TO BE DONE
**1.** Do these statements agree with the passage on faults below? (a) Minor faults running nearly due north occur more often than the northeast and northwest fault breaks. (b) A very steep mountain face can be made up of a series of small escarpments. (c) Forest fires and logging have hidden the terraces on the mountainsides. For each, answer yes or no and quote the deciding words of the passage.
**2.** Can you update the passage on faults between "In less frequent" and "the general relief.", inclusive, so that "southeast" stands in place of "northeast"?

EXCERPT TO READ
_ _ _ _ _ _ _

In less frequent occurrence than the northeast and northwest fault breaks, minor ones ranging nearly due north may be recognized—but they do not exercise so important an influence on the general relief.

The three systems of faults have in some instances led to great single precipitous escarpments suggesting that the movement was chiefly confined to one single plane, but it is much more common to find the fault a compound one. That is, a very steep mountain face will consist of a series of small escarpments, each with a bench at its foot. These benches make terraces, and on Lake George one can easily see, even when the mountain is thickly forested, that the trees are growing in pronounced rows with thinner lines of vegetation between. A mountainside may thus look like a gigantic series of furrows, as is true of the ridge from Black Mountain to Elephant Mountain. Where the faults cut across a projecting shoulder the terraces go up one side and down the other like a series of lunettes. Forest fires and the lumberman's axe, while destroying much of the beauty, have yet brought out these features with striking emphasis, and when the light intensifies the relief with shadows they appeal to the observer in the strongest way. The narrow ridge between Lake George and Lake Champlain contains some of the roughest country in all the Adirondack region.

_ _ _ _ _ _ _

EXTRACTED MATERIAL
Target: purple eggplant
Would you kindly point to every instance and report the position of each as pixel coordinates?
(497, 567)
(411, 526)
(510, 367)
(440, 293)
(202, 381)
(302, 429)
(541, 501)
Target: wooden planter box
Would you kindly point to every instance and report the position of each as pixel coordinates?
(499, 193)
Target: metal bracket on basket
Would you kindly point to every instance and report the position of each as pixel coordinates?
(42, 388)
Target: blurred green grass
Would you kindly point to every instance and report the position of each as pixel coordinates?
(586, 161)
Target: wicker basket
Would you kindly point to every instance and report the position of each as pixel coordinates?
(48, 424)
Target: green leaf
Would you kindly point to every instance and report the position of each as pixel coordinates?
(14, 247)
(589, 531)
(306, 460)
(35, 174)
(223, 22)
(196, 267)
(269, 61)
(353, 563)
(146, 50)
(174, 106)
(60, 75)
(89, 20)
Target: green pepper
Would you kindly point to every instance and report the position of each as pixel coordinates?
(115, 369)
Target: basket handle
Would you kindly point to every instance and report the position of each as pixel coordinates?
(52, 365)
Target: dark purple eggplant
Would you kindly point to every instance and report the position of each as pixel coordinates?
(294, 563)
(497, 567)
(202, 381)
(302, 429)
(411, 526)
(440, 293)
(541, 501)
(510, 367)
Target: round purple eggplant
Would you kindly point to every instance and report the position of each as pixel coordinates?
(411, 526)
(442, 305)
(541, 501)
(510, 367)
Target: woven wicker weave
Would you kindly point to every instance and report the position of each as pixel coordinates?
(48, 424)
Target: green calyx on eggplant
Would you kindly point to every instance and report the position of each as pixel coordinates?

_ _ _ _ _ _ _

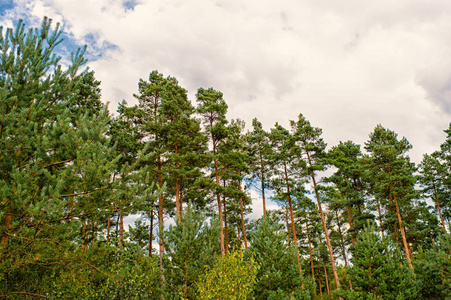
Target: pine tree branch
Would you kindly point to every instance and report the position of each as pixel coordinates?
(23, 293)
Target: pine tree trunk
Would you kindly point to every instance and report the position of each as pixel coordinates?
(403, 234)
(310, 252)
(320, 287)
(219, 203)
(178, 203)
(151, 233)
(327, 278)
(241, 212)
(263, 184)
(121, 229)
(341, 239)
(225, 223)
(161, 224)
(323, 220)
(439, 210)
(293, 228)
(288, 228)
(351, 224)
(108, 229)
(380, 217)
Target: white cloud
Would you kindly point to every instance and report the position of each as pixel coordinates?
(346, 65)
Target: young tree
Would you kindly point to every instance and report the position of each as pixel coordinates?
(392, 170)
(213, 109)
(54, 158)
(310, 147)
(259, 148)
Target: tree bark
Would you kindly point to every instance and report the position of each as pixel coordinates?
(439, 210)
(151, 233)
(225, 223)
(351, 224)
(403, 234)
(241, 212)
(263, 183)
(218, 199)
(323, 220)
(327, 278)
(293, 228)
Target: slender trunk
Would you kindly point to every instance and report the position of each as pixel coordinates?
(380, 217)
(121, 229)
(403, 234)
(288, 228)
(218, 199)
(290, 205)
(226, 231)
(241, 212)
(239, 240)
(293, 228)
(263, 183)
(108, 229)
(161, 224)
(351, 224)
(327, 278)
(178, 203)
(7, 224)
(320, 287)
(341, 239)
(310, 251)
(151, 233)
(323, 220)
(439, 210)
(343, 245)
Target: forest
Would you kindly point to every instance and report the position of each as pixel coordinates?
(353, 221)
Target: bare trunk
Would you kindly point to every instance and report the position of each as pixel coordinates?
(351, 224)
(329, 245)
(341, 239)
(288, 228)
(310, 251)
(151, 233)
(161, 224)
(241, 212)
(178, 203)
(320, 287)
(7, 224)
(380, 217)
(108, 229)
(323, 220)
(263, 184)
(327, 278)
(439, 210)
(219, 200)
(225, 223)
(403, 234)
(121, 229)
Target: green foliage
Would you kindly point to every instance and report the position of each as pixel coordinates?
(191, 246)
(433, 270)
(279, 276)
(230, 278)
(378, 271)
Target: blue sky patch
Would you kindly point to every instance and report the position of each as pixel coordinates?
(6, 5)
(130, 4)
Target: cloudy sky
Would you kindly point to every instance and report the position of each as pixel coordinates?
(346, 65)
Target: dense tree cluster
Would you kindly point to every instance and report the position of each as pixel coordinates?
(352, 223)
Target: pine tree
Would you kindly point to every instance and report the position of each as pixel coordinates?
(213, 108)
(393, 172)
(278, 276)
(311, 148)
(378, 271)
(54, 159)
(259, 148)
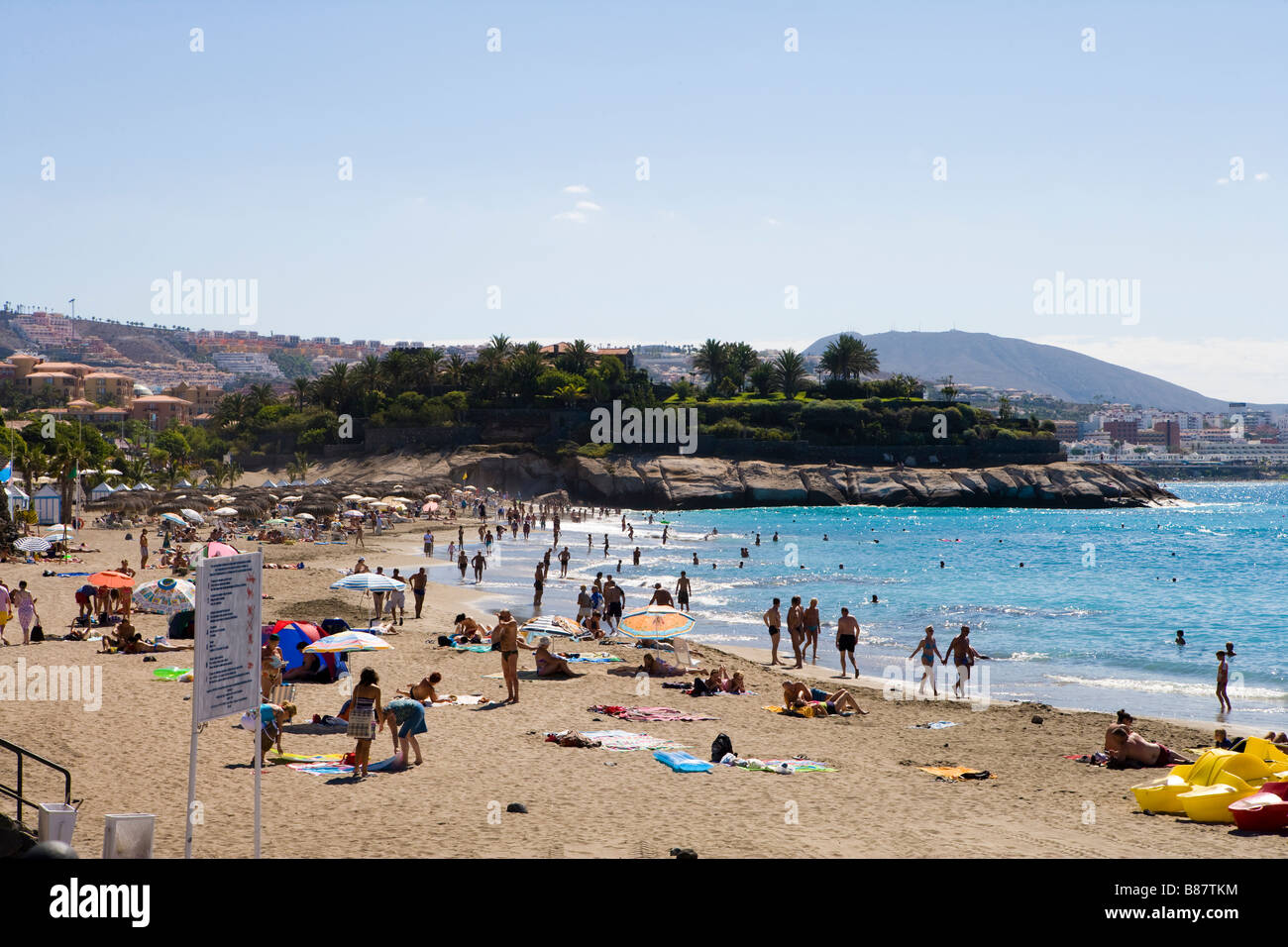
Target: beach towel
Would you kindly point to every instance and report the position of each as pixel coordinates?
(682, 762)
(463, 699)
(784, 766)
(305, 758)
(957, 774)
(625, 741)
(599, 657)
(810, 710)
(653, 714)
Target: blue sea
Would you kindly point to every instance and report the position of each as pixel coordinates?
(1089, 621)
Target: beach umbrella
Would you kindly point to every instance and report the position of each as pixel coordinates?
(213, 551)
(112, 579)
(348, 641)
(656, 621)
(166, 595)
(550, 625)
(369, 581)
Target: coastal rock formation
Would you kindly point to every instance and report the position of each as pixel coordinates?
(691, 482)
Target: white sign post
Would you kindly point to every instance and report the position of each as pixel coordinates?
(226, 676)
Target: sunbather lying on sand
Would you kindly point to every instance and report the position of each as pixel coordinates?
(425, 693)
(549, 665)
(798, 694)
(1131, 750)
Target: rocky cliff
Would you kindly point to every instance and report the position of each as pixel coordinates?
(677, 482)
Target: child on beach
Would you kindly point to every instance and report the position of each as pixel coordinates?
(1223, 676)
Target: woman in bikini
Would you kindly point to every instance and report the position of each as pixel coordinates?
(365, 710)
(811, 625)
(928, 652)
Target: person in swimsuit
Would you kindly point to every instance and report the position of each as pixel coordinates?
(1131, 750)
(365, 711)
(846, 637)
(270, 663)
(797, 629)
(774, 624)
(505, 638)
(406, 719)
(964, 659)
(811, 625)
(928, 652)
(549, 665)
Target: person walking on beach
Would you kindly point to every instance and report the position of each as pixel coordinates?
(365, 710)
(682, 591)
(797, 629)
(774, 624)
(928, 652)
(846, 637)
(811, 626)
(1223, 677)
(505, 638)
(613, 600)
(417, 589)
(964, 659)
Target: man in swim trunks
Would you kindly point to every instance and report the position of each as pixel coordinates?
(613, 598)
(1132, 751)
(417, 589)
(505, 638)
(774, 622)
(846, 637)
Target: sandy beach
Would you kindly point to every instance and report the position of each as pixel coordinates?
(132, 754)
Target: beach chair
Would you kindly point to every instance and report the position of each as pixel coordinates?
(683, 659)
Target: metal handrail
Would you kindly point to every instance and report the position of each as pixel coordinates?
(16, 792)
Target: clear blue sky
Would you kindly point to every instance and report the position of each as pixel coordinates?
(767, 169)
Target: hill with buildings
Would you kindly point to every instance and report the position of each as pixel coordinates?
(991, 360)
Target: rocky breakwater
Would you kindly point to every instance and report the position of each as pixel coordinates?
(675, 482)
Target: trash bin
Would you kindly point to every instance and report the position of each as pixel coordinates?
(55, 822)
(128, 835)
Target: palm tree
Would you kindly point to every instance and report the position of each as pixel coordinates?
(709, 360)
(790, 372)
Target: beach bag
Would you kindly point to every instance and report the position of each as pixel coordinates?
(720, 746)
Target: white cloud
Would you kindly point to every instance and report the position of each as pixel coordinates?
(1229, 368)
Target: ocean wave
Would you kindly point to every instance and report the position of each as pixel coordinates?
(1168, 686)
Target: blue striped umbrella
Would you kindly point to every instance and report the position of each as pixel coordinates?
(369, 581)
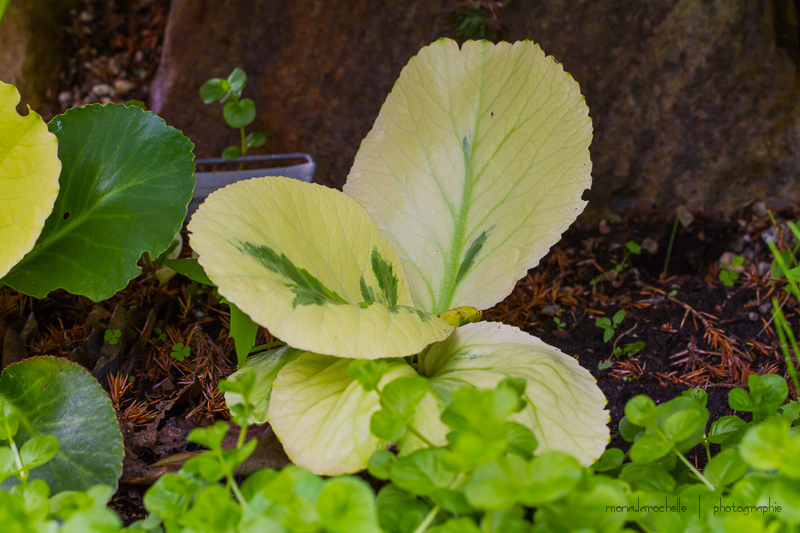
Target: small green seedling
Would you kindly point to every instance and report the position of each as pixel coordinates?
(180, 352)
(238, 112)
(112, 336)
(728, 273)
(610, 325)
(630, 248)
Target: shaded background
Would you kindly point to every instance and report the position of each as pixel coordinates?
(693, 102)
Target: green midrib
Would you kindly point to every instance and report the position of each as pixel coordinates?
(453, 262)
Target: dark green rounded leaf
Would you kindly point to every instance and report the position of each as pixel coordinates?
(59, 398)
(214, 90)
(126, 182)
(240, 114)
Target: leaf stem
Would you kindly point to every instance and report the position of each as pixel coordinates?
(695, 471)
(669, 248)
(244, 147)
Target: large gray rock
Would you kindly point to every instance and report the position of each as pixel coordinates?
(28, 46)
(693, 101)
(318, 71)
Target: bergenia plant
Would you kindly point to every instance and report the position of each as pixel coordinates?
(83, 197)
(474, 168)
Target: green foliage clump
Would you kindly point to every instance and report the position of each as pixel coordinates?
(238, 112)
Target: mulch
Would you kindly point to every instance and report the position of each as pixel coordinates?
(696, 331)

_ _ _ _ _ _ _

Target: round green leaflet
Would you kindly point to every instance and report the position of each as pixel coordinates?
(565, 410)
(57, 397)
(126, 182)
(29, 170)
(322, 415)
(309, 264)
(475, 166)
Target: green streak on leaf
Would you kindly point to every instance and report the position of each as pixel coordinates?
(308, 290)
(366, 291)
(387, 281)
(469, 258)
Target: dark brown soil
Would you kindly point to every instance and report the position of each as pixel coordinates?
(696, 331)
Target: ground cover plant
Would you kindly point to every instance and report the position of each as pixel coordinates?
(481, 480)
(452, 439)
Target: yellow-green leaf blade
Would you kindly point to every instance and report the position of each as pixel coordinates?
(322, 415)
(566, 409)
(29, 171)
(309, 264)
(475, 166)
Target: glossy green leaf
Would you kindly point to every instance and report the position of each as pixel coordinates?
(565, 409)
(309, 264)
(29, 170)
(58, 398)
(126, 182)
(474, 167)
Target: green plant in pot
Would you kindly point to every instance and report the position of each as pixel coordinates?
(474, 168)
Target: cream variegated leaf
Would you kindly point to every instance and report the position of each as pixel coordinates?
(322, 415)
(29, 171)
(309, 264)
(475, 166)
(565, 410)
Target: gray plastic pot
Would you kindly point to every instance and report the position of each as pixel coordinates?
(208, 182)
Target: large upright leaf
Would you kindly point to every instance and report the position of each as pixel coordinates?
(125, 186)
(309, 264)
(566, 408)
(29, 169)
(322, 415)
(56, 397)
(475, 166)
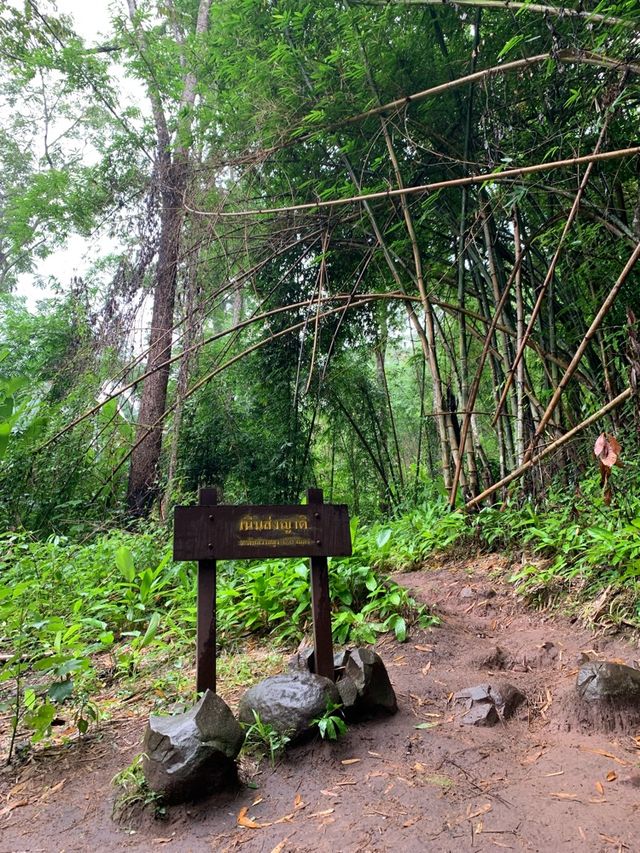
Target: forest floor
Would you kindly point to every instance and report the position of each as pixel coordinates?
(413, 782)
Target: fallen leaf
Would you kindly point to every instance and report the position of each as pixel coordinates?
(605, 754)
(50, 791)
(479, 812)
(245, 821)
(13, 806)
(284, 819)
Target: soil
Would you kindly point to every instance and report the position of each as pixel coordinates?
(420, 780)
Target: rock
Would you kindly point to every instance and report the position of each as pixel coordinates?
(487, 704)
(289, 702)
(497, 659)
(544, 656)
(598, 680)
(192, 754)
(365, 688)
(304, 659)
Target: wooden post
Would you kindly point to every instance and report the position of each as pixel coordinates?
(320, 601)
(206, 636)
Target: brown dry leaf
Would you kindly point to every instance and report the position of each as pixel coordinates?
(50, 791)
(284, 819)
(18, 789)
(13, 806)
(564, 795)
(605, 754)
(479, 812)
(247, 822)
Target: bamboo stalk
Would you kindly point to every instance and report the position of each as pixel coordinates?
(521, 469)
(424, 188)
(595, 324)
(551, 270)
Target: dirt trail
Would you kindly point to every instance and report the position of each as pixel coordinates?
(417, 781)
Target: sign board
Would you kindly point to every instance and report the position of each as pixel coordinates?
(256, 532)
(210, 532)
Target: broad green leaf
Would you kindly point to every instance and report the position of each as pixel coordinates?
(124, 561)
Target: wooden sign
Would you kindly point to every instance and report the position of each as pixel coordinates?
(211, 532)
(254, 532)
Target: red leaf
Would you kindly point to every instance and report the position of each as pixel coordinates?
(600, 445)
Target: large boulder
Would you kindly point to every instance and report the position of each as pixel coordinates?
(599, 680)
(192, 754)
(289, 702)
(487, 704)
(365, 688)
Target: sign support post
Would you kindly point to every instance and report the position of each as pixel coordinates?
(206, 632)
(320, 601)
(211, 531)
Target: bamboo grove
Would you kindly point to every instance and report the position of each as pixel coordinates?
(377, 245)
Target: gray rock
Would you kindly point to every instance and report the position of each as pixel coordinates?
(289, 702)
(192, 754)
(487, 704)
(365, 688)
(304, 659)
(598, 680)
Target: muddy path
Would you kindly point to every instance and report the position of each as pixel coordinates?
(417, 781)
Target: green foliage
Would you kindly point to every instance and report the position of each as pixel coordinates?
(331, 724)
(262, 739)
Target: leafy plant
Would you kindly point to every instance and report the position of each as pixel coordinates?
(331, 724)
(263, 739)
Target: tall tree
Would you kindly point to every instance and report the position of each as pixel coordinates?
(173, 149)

_ _ _ _ _ _ _

SOLUTIONS TO THE EXERCISE
**1.**
(a) No: "In less frequent occurrence than the northeast and northwest fault breaks, minor ones ranging nearly due north may be recognized"
(b) Yes: "a very steep mountain face will consist of a series of small escarpments, each with a bench at its foot"
(c) No: "Forest fires and the lumberman's axe, while destroying much of the beauty, have yet brought out these features with striking emphasis"

**2.**
In less frequent occurrence than the southeast and northwest fault breaks, minor ones ranging nearly due north may be recognized—but they do not exercise so important an influence on the general relief.